» O QUE FAZER
No texto sobre a propriedade privada e as desigualdades, identifique tudo aquilo que, segundo o trecho, cada qual herda de modo desigual. Liste todos os itens.

» TEXTO DE LEITURA
Dessa ilusão utópica se origina em muitos
espíritos uma divagação sobre os diversos sofrimentos
experimentados pelo ser humano a propósito da propriedade privada e das
desigualdades sócio-econômicas decorrentes desta.
Nas miragens dessa divagação aparece – sempre
difusamente – a impressão de que grande número de sofrimentos poderia
ser remediado desde logo se todos os bens se dividissem igualmente entre
os homens. E isto, tanto a nível de nações como a nível de indivíduos.
De fato, imaginam os utopistas que mediante essa
divisão igualitária cessariam, antes de tudo, as mais variadas formas de
pobreza que hoje existem. Tal seria o fim das carências que afetam o
corpo. E igualmente das que fazem sofrer a alma.
Ou seja, mesmo entre pessoas que não experimentam
qualquer necessidade física, a propriedade privada seria causa de um
padecimento autêntico. Com efeito, toda desigualdade faz sofrer quem tem
menos. A tal ponto que a condição de um milhardário seria
justificadamente penosa para este, quando posto em confronto com a de um
multi-milhardário.
E não vale isto tão-só para desigualdades econômicas,
mas ainda para os reflexos que essas desigualdades podem produzir, hoje em
dia, nos vários campos da existência: desigualdades de ponto de partida
na vida, desigualdades sobretudo no que cada qual herda de fortuna, de
educação, de relações, de prestígio, de poder. Tudo isto pode
despertar, em quem tem
menos ou é menos, uma tristeza ocasionada por sua inferioridade.
Um igualitário famoso, o Padre Sieyès
[3],
descreveu a organização das classes sociais de seu tempo – e entre
elas incluía o Clero – como uma “cascata de desprezos”. Ou
seja, cada superior desprezaria os inferiores. O que acarretaria – já
se vê – que cada inferior odiasse seu superior. Não se poderia
exprimir de modo mais conciso o princípio gerador da luta de classes.
É incontável o número de pessoas que vêem do
mesmo modo as desigualdades ainda existentes na organização social
contemporânea, contudo menos hierarquizada, em tantos dos seus aspectos,
do que a do período final da Monarquia francesa.
Bem entendido, nem todas as pessoas têm coragem
de explicitar até suas últimas conseqüências esse ponto de chegada
extremo de suas divagações sócio-sentimentais. Mas para lá tendem, com
celeridade maior ou menor, incontáveis contemporâneos nossos.
A função social da propriedade se lhes
afigura como a obrigação que pesa diretamente sobre todo mundo que tem
mais (e pesa in obliquo sobre todo mundo que, a qualquer título,
é mais) de colaborar por todos os meios na tarefa de erodir gradualmente
a sua situação, em benefício dos que têm ou são menos. De sorte que
desapareçam todas as desigualdades, e com estas a causa que ainda fará
gemer a humanidade, até o dia em que a última desigualdade desapareça
da terra.

» REGISTROS DE DADOS
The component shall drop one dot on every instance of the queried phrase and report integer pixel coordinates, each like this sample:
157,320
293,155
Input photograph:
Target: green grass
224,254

» RESPOSTA COMPLETA
fortuna, educação, relações, prestígio, poder